───── Отрывок

Сегодня специальный гость Радио Свобода – российско-американский философ, филолог, киновед, семиотик и теоретик культуры, доктор искусствоведения Михаил Ямпольский.
Сергей Медведев: Начну с вашей статьи “Режим имперской паранойи: война в эпоху пустословия” – она вышла в самом конце года на портале Re: Russia, где сделана попытка понять эту во всех смыслах бессмысленную войну. Читая ее, я прокручивал в голове песню Цоя “Звезда по имени Солнце”: “Две тысячи лет война, война без особых причин…” Это удивление войны, которая не имеет рациональных оснований.
Михаил Ямпольский: Мы знаем, что конфликты чаще всего возникают без рациональных причин. Статья тесно связана с моим когда-то бывшим интересом к семиотике, который постепенно угас, как и сама семиотика. Собственно, это вопрос о смысле. Мы все чаще и чаще начинаем понимать, что смысл возникает не из каких-то ясных оппозиций, не из ясных структур. Модель мира, представленная нам в оппозиции рая и ада, сатаны и бога, пролетариата и буржуазии, Запада и Востока, капитализма и социализма, – вот эта бинарность, которая долгое время была так важна для понимания смыслов, сейчас перестает работать. Мир перестал быть бинарным, двойственным, он больше не состоит ни из каких полюсов. Когда мы видим, например, что американские пролетарии вступают в конфликт с китайскими пролетариями, ненавидят их, потому что те отбирают у них работу, мы вдруг понимаем, что это конфликт не между буржуазией и пролетариатом, а между двумя формами пролетариата, что было совершенно невозможно вообразить в старые времена.Мы знаем, что конфликты чаще всего возникают без рациональных причин
Мы все больше начинаем понимать, что конфликты внутри детерминируются не столько этими внешними оппозициями, которые, конечно, всегда потом появляются (всегда появляется враг, всегда появляется с кем воевать), а возникают от неразличимости. Одна из вещей, которая меня поразила в свое время, – это путинская попытка определить свое отношение к украинцам, которая все время крайне невнятна. С одной стороны, он постоянно говорит, что украинец – это все равно что русский, это единый народ, никакого отличия украинцев от русских нет. С другой стороны, украинцы – воплощение всего зла, абсолютно демонизированные, они сатанисты, они являются оружием Запада, который занимает в их сознании крайнюю оппозицию по отношению к России. То есть это бесконечная невозможность провести различие, и эта смысловая невнятица странным образом порождает конфликты.

──────────
───── Записи набора данных

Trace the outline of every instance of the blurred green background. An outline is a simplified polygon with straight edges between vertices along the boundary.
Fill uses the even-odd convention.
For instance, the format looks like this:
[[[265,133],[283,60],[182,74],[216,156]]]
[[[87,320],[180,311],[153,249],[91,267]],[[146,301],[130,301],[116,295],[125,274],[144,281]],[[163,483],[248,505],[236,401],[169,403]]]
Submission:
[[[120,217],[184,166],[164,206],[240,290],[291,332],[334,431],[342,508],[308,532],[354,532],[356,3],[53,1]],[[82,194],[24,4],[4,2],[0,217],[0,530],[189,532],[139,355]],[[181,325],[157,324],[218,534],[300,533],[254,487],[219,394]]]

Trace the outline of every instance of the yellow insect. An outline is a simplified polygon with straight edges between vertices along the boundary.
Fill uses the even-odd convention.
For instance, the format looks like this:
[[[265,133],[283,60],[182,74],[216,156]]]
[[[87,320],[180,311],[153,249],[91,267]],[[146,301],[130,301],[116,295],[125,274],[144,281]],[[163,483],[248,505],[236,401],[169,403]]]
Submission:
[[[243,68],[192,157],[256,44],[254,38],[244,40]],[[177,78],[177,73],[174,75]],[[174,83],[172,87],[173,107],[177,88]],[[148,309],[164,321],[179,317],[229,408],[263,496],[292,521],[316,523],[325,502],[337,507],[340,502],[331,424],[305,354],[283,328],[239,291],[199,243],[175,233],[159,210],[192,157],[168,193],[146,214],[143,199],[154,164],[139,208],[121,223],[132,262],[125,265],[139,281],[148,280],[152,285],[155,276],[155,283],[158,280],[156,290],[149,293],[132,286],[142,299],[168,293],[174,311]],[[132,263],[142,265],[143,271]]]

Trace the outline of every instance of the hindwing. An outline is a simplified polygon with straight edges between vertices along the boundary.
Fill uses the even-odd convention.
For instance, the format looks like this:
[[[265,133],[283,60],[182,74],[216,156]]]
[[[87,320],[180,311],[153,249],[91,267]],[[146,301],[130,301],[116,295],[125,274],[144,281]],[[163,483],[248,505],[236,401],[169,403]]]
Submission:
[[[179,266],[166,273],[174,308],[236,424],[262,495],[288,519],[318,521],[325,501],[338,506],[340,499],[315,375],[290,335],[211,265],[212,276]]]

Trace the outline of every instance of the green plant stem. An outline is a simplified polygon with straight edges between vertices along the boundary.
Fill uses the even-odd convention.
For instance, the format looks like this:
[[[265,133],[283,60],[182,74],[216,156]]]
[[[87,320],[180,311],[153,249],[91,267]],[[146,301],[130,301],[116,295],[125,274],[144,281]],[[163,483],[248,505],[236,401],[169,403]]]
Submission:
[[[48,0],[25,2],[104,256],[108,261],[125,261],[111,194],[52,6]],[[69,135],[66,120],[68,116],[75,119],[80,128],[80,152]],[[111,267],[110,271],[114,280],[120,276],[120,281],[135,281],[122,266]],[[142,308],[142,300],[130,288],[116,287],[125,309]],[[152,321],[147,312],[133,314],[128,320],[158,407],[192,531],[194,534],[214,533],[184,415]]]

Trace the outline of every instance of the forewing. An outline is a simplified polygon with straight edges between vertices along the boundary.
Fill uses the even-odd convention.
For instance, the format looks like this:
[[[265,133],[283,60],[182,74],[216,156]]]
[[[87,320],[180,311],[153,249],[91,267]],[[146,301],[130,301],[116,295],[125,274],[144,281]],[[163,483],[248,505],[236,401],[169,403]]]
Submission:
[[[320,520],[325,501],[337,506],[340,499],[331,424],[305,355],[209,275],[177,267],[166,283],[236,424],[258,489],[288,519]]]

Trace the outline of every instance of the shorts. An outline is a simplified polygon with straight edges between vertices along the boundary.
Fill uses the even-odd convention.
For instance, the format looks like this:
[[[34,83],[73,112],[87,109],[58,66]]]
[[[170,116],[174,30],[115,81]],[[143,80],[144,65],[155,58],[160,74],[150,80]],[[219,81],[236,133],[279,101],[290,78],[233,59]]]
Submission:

──────────

=== Цель задания ===
Перепишите отрывок беседы, начиная со слов «Сергей Медведев: Начну» и заканчивая словами «имеет рациональных оснований.», и замените в нем «песню» на «композицию».

=== Ответ ===
Сергей Медведев: Начну с вашей статьи “Режим имперской паранойи: война в эпоху пустословия” – она вышла в самом конце года на портале Re: Russia, где сделана попытка понять эту во всех смыслах бессмысленную войну. Читая ее, я прокручивал в голове композицию Цоя “Звезда по имени Солнце”: “Две тысячи лет война, война без особых причин…” Это удивление войны, которая не имеет рациональных оснований.